Pick out every line in the records below that contains the word "vane", and copy each of those lines in full.

(Excerpts of location labeling data)
====================

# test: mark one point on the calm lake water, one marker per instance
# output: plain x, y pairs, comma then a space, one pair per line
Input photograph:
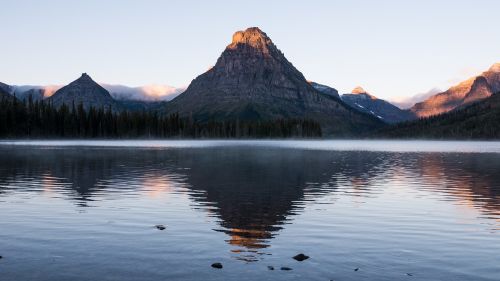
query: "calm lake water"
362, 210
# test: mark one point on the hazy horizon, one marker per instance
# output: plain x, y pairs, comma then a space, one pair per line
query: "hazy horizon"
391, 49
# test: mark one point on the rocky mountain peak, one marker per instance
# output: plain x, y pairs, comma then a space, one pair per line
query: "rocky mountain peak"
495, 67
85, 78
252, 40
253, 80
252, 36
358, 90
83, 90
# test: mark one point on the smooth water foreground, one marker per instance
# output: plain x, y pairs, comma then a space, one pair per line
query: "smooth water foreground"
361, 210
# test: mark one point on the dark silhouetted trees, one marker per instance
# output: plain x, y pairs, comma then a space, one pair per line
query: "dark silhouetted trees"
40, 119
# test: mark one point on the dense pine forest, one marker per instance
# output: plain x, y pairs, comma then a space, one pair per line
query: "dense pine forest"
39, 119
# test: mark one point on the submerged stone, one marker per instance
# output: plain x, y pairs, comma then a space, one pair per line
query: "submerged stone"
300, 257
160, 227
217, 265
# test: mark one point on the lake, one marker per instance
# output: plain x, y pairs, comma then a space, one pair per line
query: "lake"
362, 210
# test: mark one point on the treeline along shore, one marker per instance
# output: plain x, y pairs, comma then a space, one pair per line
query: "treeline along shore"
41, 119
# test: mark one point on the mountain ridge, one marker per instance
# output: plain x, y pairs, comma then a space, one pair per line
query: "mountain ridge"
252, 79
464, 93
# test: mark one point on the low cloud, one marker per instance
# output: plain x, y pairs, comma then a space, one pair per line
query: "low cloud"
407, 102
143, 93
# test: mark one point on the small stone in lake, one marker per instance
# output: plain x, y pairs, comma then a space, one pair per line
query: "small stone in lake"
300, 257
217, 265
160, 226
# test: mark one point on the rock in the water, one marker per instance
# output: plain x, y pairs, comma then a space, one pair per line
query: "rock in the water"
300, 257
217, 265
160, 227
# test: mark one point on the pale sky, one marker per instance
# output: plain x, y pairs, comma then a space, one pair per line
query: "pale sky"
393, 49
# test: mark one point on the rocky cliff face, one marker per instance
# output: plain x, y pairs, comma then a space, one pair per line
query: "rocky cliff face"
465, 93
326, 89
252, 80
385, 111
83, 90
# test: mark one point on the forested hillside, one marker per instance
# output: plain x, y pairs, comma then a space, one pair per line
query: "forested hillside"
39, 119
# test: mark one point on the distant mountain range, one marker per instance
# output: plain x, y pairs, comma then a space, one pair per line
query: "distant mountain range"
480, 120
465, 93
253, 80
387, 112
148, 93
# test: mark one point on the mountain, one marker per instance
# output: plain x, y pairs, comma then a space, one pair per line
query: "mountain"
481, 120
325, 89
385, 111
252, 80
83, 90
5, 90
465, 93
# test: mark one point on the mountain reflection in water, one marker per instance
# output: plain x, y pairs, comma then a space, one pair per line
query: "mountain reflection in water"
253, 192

====================

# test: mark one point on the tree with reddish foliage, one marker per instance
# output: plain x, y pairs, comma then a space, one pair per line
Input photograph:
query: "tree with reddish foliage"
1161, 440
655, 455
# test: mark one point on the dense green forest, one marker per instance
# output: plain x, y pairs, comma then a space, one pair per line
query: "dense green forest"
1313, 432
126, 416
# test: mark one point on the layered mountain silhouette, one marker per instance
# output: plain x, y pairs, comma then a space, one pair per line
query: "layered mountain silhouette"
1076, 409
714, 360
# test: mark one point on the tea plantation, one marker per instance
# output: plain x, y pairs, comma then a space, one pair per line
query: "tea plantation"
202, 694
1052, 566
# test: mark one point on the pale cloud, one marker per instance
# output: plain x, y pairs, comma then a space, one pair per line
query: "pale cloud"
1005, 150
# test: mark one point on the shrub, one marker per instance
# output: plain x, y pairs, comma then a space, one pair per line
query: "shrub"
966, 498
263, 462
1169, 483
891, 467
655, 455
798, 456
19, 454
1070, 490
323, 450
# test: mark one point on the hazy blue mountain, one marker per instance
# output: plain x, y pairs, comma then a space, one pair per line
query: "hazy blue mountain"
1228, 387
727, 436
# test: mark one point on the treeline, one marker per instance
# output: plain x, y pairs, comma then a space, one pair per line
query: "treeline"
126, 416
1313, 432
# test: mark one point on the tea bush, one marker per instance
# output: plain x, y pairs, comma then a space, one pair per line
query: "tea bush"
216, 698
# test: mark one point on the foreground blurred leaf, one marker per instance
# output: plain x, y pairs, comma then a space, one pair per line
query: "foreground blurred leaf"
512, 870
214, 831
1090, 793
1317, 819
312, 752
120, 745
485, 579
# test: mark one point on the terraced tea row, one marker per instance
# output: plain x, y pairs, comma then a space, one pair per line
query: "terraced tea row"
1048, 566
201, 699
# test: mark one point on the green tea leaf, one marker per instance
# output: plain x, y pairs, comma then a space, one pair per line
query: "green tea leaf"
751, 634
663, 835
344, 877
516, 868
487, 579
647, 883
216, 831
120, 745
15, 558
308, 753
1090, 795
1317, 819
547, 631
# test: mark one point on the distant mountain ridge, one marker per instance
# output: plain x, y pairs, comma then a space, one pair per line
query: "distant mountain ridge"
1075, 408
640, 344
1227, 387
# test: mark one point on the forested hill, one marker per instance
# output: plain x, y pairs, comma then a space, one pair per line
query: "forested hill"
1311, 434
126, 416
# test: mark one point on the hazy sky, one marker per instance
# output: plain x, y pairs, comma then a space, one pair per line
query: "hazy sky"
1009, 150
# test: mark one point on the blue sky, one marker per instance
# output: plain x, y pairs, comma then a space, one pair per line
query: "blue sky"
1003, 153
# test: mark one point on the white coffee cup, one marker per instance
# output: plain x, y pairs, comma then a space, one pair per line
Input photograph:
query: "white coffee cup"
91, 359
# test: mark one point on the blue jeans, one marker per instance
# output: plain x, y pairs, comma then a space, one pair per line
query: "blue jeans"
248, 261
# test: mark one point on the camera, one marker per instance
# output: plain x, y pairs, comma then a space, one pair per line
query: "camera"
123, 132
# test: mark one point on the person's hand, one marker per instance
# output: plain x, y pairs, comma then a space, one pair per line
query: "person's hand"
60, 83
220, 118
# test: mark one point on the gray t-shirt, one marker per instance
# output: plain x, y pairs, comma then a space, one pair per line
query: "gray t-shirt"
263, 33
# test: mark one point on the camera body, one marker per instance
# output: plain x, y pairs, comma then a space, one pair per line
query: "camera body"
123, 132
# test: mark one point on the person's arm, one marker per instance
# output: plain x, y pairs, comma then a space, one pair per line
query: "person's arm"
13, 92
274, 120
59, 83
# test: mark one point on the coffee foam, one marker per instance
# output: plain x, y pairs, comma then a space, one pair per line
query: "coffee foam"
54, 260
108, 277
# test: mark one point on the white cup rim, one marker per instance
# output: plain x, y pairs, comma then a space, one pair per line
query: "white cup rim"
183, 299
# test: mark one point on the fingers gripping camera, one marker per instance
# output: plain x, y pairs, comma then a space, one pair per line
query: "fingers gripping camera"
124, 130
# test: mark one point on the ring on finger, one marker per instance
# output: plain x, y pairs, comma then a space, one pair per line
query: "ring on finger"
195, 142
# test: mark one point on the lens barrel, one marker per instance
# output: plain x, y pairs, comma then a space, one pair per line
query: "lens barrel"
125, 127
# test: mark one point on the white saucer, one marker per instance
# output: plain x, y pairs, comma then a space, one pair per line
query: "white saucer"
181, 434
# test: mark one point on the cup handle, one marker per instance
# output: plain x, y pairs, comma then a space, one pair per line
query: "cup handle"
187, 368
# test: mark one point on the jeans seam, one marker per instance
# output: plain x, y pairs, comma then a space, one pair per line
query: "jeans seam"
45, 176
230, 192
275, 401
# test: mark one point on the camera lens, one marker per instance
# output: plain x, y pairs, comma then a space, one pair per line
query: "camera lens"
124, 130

====================

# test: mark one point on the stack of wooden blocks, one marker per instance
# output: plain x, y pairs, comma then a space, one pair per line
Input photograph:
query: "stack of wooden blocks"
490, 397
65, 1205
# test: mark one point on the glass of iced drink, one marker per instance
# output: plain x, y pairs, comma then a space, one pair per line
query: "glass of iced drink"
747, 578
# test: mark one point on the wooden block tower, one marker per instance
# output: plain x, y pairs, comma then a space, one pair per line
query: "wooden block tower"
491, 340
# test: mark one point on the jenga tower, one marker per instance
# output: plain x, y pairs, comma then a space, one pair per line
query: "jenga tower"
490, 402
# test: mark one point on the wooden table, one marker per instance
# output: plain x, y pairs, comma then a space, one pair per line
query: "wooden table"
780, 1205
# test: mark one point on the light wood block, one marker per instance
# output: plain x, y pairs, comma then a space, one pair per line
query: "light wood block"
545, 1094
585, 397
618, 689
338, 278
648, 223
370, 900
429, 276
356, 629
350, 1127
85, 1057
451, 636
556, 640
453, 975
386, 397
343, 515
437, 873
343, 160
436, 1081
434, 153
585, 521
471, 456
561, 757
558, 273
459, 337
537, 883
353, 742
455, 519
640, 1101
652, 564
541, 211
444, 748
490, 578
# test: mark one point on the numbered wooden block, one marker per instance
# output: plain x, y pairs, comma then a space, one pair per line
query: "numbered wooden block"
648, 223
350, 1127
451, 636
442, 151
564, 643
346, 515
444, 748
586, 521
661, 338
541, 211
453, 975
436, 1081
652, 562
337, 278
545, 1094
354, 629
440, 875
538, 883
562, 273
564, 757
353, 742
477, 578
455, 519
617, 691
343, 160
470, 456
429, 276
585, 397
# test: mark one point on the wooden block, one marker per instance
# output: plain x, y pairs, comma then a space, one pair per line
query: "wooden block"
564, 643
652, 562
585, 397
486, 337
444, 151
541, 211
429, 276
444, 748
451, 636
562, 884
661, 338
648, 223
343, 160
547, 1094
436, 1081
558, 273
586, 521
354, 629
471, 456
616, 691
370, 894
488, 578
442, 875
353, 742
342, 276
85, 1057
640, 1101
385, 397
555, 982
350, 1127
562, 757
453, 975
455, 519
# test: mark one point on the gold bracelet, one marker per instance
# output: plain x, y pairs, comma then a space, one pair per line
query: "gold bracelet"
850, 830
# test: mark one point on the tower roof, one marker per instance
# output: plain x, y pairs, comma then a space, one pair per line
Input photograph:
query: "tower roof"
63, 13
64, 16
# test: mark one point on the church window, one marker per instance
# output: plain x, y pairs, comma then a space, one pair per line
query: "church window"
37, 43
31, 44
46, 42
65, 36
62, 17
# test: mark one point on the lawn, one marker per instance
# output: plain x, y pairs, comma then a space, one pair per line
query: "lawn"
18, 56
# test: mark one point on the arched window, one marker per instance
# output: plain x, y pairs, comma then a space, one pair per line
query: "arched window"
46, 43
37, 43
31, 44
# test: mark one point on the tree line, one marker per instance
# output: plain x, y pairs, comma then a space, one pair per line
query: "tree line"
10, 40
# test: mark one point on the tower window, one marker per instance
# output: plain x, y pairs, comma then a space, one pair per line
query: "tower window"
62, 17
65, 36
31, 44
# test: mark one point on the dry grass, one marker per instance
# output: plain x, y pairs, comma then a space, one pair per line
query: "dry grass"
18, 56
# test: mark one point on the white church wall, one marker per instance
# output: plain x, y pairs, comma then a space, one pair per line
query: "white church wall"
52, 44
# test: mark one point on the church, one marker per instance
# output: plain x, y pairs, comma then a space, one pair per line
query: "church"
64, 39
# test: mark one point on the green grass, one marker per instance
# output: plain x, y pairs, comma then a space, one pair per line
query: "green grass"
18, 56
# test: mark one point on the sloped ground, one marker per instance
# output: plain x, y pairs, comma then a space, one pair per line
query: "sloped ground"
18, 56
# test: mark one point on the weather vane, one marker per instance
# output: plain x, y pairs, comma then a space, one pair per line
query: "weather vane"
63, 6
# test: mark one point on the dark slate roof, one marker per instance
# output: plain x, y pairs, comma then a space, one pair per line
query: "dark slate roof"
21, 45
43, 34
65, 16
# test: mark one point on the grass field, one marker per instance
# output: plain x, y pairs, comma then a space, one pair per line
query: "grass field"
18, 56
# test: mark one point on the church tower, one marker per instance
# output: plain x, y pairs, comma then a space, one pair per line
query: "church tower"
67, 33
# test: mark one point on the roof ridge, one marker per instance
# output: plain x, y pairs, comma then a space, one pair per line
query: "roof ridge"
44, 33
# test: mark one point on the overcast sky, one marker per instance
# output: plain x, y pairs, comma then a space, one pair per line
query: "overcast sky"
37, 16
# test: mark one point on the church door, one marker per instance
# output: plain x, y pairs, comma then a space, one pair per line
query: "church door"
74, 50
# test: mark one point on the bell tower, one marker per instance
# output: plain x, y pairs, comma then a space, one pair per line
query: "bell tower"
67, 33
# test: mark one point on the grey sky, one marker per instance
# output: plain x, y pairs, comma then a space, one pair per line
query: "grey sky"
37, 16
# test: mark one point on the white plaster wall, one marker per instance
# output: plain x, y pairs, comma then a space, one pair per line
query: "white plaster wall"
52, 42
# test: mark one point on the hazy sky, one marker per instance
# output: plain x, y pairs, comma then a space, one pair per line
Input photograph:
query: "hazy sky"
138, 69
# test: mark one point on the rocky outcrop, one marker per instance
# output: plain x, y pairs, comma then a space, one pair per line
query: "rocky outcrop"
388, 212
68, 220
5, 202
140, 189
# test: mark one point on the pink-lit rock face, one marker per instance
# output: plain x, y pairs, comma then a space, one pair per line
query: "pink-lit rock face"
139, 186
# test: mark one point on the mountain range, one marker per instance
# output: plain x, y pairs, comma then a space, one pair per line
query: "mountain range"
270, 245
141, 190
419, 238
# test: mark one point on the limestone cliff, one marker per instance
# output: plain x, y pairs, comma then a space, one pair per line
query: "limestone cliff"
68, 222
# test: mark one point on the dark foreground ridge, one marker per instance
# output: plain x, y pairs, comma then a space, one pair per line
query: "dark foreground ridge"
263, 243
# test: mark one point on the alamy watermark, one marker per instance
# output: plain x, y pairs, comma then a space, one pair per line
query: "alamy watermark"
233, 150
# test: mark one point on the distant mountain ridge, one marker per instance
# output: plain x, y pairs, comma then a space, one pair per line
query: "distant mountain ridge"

====================

- RESULT:
# test: mark one point on the weather vane, one marker per instance
query: "weather vane"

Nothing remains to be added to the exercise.